• Work to do:
Present every line of the data below as a numbered list, skipping any blank lines. Leave the pictures out of your answer.
════
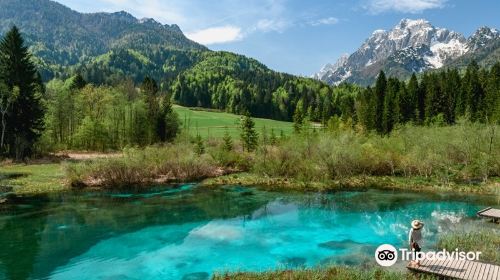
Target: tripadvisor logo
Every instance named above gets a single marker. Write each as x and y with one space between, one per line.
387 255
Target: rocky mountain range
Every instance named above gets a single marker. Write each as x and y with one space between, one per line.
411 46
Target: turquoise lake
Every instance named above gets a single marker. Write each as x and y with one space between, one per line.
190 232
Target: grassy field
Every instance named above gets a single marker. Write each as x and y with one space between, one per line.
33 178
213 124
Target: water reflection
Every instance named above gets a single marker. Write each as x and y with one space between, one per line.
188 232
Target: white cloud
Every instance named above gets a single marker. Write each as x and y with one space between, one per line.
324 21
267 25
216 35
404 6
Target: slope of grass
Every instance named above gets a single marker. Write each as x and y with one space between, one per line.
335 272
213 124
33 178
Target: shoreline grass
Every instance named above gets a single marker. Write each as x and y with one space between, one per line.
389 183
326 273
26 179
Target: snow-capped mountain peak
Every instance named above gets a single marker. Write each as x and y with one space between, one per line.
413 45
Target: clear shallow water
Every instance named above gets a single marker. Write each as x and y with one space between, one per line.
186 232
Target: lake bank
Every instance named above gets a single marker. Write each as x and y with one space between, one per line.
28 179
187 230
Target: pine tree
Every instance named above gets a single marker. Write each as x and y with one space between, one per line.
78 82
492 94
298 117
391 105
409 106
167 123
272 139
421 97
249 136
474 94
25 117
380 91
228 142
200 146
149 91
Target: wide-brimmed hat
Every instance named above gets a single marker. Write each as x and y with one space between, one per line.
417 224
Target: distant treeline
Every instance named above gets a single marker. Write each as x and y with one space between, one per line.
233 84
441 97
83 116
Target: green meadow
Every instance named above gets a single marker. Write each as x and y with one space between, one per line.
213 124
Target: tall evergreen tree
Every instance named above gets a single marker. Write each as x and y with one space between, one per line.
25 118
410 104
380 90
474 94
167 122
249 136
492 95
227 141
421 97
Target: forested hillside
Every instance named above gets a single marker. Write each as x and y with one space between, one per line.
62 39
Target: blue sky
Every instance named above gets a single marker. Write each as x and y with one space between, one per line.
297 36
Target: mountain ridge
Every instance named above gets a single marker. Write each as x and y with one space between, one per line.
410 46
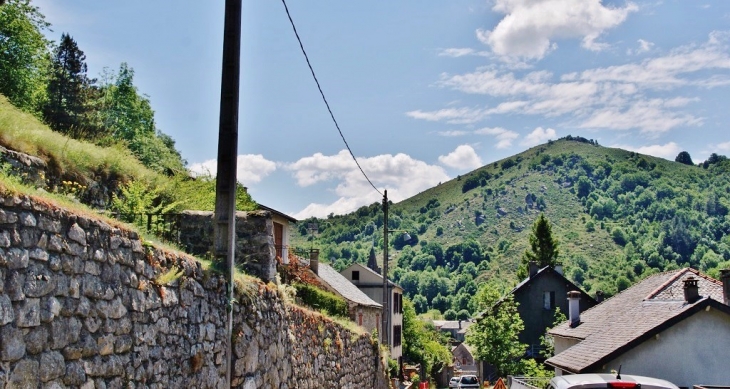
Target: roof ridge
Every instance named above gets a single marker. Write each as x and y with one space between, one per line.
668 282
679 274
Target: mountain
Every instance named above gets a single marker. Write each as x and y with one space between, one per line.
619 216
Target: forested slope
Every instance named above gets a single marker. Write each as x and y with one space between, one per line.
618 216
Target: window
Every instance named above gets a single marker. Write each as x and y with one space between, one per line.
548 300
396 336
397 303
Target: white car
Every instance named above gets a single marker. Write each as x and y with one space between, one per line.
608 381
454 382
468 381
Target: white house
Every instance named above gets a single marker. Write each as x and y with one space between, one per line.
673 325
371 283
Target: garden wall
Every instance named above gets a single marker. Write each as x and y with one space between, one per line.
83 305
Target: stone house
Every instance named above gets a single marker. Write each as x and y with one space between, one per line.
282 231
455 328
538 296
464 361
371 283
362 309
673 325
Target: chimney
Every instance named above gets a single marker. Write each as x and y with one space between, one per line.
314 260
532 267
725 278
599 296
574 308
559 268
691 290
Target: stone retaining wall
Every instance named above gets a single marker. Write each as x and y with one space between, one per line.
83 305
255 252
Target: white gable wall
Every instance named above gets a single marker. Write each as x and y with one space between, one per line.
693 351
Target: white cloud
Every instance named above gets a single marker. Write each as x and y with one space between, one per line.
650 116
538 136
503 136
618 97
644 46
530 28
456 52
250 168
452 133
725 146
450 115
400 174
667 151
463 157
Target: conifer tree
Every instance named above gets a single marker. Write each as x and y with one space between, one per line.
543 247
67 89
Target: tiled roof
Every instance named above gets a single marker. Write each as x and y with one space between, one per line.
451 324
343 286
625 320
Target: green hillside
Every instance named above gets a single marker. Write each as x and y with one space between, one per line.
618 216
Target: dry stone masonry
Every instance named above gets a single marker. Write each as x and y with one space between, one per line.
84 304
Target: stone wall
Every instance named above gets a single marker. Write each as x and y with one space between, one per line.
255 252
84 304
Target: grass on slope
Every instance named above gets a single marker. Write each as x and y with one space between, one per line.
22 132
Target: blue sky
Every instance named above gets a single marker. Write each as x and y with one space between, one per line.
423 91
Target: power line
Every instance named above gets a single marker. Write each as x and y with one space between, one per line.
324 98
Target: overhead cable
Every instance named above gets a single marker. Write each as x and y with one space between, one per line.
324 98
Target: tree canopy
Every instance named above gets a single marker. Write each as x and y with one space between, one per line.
════
• Response to the exercise:
1. Target: tripadvisor logo
2. Every instance named above gets a single marker. Write each as x and y with one space between, one per line.
3. 387 255
4. Target: rocky mountain range
5. Every instance named above gets a single marker. Write each as x and y with one space between, one per line.
6. 411 46
7. Target: turquoise lake
8. Every instance named above gets a single marker. Write each as x and y with one space between, one per line.
9. 190 232
10. Target: grassy field
11. Every instance named above gets a single marker. Write each as x and y with one space between, one per line.
12. 33 178
13. 213 124
14. Target: water reflection
15. Every instance named above gets a single marker. Write each as x and y with one space between, one per line.
16. 188 232
17. Target: white cloud
18. Every instance named above gets a single marker. Write each as x and y with one space between, one per line.
19. 324 21
20. 267 25
21. 216 35
22. 404 6
23. Target: slope of grass
24. Every instance named above gets a single marker. Write each as x and y with one space between, one per line.
25. 335 272
26. 213 124
27. 33 178
28. Target: shoreline grass
29. Every instance named above gets a single marker. Write each as x and y with one space between, one per line.
30. 389 183
31. 326 273
32. 26 179
33. Target: snow-capped mountain peak
34. Every instance named above gets a single marker. Write each as x and y with one space between, one per line.
35. 413 45
36. Target: clear shallow water
37. Every instance named above gets a single marker. Write each as x and y with one space between, one per line.
38. 186 232
39. Target: lake bank
40. Every instance named above gets a single marker. Write each as x and y with one space between, one per line.
41. 28 179
42. 187 230
43. Target: pine tree
44. Every instance named above gets a single marker. Write each as x and y with one space between, one per line.
45. 78 82
46. 492 94
47. 298 117
48. 391 105
49. 409 106
50. 167 123
51. 272 139
52. 421 97
53. 249 136
54. 474 94
55. 25 117
56. 380 91
57. 228 142
58. 200 146
59. 149 91
60. Target: wide-brimmed hat
61. Every instance named above gets a single marker. Write each as x and y with one space between, one per line.
62. 417 224
63. Target: distant treeline
64. Every instance named above gets a single marker. Write each as x and y with one space between, one per line.
65. 233 84
66. 441 97
67. 83 116
68. Target: green meadow
69. Every instance named above gets a single marker. Write each as x and y with one space between, one per line.
70. 213 124
71. Target: tall evergreen tree
72. Every instance named above gets a single marker. Write each as x and y with one space between, one per line.
73. 25 118
74. 410 104
75. 380 90
76. 474 94
77. 167 122
78. 249 136
79. 492 95
80. 227 141
81. 421 97
82. Target: forested hillside
83. Every instance named above gets a single marker. Write each as x and y with one space between, one per line.
84. 62 39
85. Target: blue sky
86. Every instance named above gets a single marker. Write each as x and y with one space between, one per line.
87. 297 36
88. Target: mountain ridge
89. Every instance named above gets a single marker. Write each as x and y with one space between, one per line.
90. 410 46
91. Target: roof ridge
92. Every instance named above gets a single marker. Write each as x and y with one space between, one per line.
93. 668 282
94. 679 274
95. Target: mountain
96. Every instance named above gets a single marker. Write each as x and y with one space between, one per line.
97. 619 216
98. Target: forested slope
99. Every instance named above gets a single marker. Write each as x and y with one space between, one per line.
100. 618 216
101. Target: window
102. Every instance named above gets a single marker. Write each as x and y with one space between, one per line.
103. 548 300
104. 396 336
105. 397 303
106. Target: white car
107. Every instance named above gets a single marker. Write each as x and y with one space between, one per line.
108. 608 381
109. 454 382
110. 468 381
111. Target: white house
112. Every instance named above gets a single marker. Write each as x and y with one space between, one per line.
113. 673 325
114. 371 283
115. Target: garden wall
116. Every instance named above gets a single marker. Write each as x and y with one space between, one per line.
117. 83 305
118. Target: stone house
119. Every instance named above gets a single marker. Write each as x and y with one space between, one per line.
120. 282 231
121. 455 328
122. 538 296
123. 464 361
124. 371 283
125. 362 309
126. 673 325
127. Target: chimney
128. Every instance named above gets a single marker. Write each as x and y with one space between, one per line.
129. 314 260
130. 532 267
131. 725 278
132. 599 296
133. 574 308
134. 559 268
135. 691 290
136. Target: stone retaining wall
137. Every instance named above gets a single marker. Write each as x and y with one space between, one per line.
138. 83 305
139. 255 252
140. Target: white gable wall
141. Every instance named above gets a single marker. Write each as x and y with one space between, one per line.
142. 693 351
143. Target: white cloud
144. Every instance named above gets a single marker. Write each as x and y with one space between, one per line.
145. 650 116
146. 538 136
147. 503 136
148. 618 97
149. 644 46
150. 530 28
151. 456 52
152. 250 168
153. 452 133
154. 725 146
155. 450 115
156. 400 174
157. 667 151
158. 463 157
159. Target: conifer tree
160. Every instance named above gets a single marker. Write each as x and y with one space between, one per line.
161. 543 247
162. 67 89
163. Target: tiled roof
164. Every instance named above gets a single marker. Write each as x and y with one space between, one per line.
165. 451 324
166. 343 286
167. 625 320
168. Target: green hillside
169. Every instance named above gets a single marker. Write each as x and y with one space between, one per line.
170. 618 216
171. Target: dry stone masonry
172. Every instance named above gets a single marker. Write each as x and y with one space between, one per line.
173. 84 304
174. Target: stone wall
175. Every instance named above gets a single marker. Write each as x and y with one space between, one per line.
176. 255 252
177. 84 304
178. Target: grass on slope
179. Every instance named above gets a single marker. Write each as x and y with one space between, one per line.
180. 22 132
181. Target: blue sky
182. Every instance named above gets a single marker. Write each as x and y with one space between, one per line.
183. 423 91
184. Target: power line
185. Every instance named above gets a single marker. Write each as x and y with one space between, one per line.
186. 324 98
187. Target: overhead cable
188. Every instance named above gets a single marker. Write each as x and y with one space between, one per line.
189. 324 98
190. Target: tree canopy
191. Every instance named above gets a single marker. Write each as x and y with one space between, one per line.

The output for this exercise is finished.